* [Testo estratto]:
-.-.-

Il coleottero killer di api. L’Aethina Tumida entra nell’alveare, «comunica» con le operaie e riesce a farsi nutrire da loro, poi depone le uova e dopo pochi giorni nascono le larve. Intanto gli apicoltori bruciano arnie per sterminarlo

Da anni gli apicoltori italiani temevano l’arrivo di un terribile parassita dall’Africa: ora è arrivato ed è in Sicilia e Calabria, «zona rossa» nella quale i roghi degli alveari sono cominciati; bisogna sigillarli, accatastarli e bruciarli, poi arare il terreno e cospargerlo di pesticidi anti-larvali. L’epidemia si allarga: per ogni arnia se ne vanno dalle 50 alle 100 mila api e forse è una strage inutile perché non si sa se il coleottero porti o no al collasso un alveare. Negli Stati Uniti, in Canada e Australia ci convivono, noi – lamentano molti apicoltori costretti a bruciare le loro «creature» – li stiamo sterminando senza che le autorità sanitarie abbiano studiato il fenomeno.
Il micidiale parassita si chiama Aethina Tumida o Piccolo coleottero degli alveari, si nutre di polline e miele, lo fa fermentare e lo rende invendibile: entra nell’arnia, «comunica» con le operaie e riesce a farsi nutrire da loro, depone le uova e dopo pochi giorni nascono le larve che escono e cadono nel terreno per trasformarsi in insetti adulti e completare il ciclo. Gli insetti colonizzano molti apiari e si spostano volando anche a 15-20 km di distanza, attirati dall’odore delle arnie.

-.-.-

* [Dati forniti]:

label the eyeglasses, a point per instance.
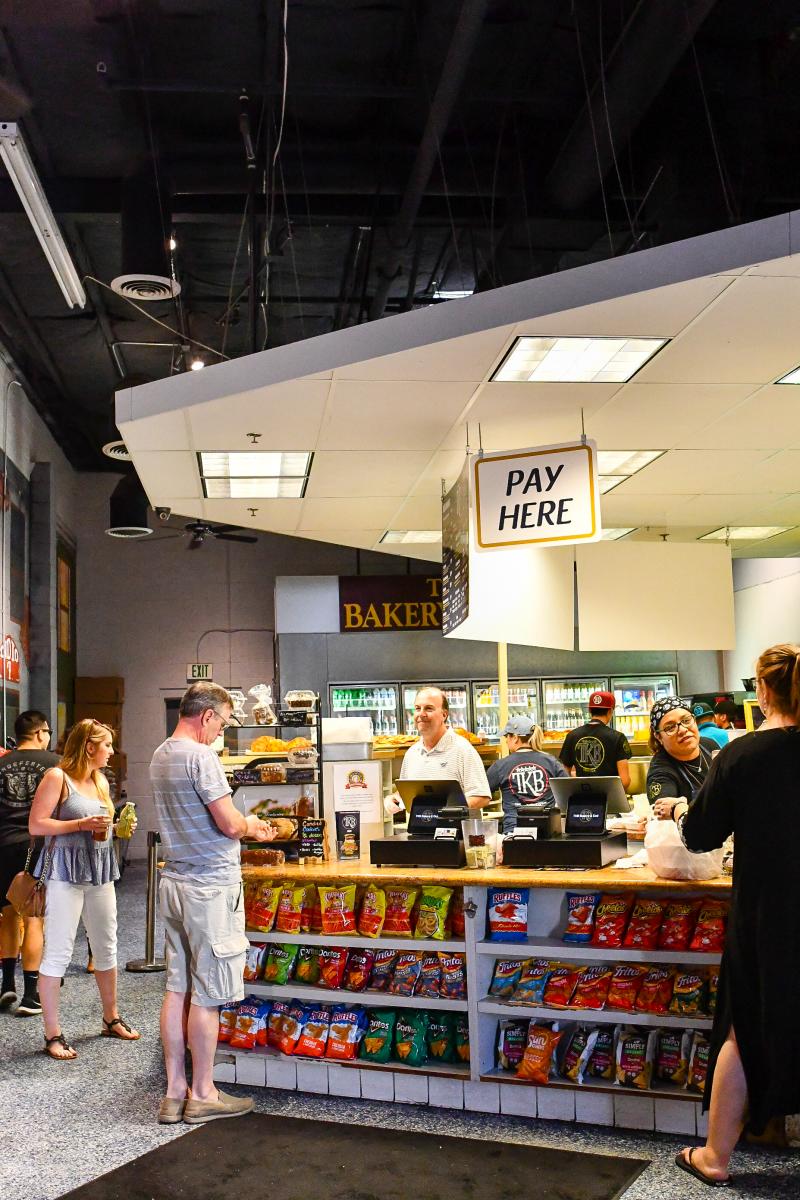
(685, 723)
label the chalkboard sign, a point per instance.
(312, 838)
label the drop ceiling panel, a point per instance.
(365, 472)
(391, 415)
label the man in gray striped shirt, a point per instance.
(202, 903)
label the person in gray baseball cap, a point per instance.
(524, 775)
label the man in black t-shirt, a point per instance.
(20, 773)
(595, 748)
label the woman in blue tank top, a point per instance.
(73, 811)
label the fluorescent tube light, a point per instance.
(576, 359)
(744, 533)
(23, 175)
(403, 537)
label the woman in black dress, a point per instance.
(752, 792)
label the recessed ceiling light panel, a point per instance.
(576, 359)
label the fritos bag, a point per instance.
(581, 910)
(611, 921)
(537, 1060)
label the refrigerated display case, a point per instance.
(523, 701)
(457, 697)
(566, 701)
(635, 697)
(378, 701)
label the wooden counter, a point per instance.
(608, 879)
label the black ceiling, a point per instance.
(425, 144)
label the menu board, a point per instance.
(455, 552)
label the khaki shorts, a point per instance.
(204, 927)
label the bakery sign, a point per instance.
(546, 496)
(373, 604)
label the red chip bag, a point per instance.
(645, 923)
(709, 931)
(591, 990)
(611, 921)
(678, 924)
(655, 993)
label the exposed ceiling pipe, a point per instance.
(462, 45)
(653, 42)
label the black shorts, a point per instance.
(12, 861)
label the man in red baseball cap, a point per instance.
(595, 748)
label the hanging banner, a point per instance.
(546, 496)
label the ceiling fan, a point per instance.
(199, 531)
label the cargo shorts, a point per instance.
(205, 942)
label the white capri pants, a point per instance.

-.-.-

* [Attività]:
a) Riscrivi in forma di elenco il paragrafo del testo sul coleottero degli alveari che comincia con «Il micidiale parassita si chiama», conservandone le informazioni principali.
b) Prosegui il testo sul coleottero degli alveari con un nuovo paragrafo che segua l'ultima frase.
Le voci riportate sopra non servono per svolgere le attività.

* [Risultati per attività]:
a)
- Nome: Aethina Tumida, detto anche Piccolo coleottero degli alveari.
- Alimentazione: si nutre di polline e miele, che fa fermentare e rende invendibile.
- Ingresso nell'arnia: entra, «comunica» con le operaie e si fa nutrire da loro.
- Riproduzione: depone le uova e dopo pochi giorni nascono le larve.
- Trasformazione: le larve escono e cadono nel terreno, dove diventano insetti adulti e completano il ciclo.
- Diffusione: gli insetti colonizzano molti apiari e volano anche a 15-20 km di distanza, attirati dall'odore delle arnie.

b)
Inutile dire che le api interessano tutti, sono fondamentali per l’equilibrio ecologico (per l’impollinazione e quindi per frutta, verdura e per l’erba medica di cui si nutrono gli allevamenti di bestiame). Se vanno in crisi loro, sarebbe un disastro per l’agricoltura e andremmo immediatamente in crisi anche noi. Siamo tutti coinvolti.
Invece si rischia l’estinzione delle api italiane (Apis Mellifera Ligustica Spinola), in questo momento sospese tra la vita e la morte come «Il gatto di Schrödinger», bel romanzo di Philippe Forest tradotto da Gabriella Bosco (Del Vecchio editore) che, interrogando i «paradossi» della meccanica quantistica, diventa metafora della condizione umana. Qui l’allegoria è la prevenzione mancata: si va «a muzzo», come direbbero in Sicilia, alla cieca come il Capitano della canzone di De Gregori, «tutto muscoli e metano», cieco e sordo sul cassero: «Capitano – gli dice il mozzo – io non te lo volevo dire, ma c’è in mezzo al mare un’enorme donna bianca».
E lui risponde: «È solo un po’ di nebbia, andiamo avanti tranquillamente», versione pop dello «State sereni». Cambiamo rotta e in tanti ringrazieranno sentitamente… Anche le api.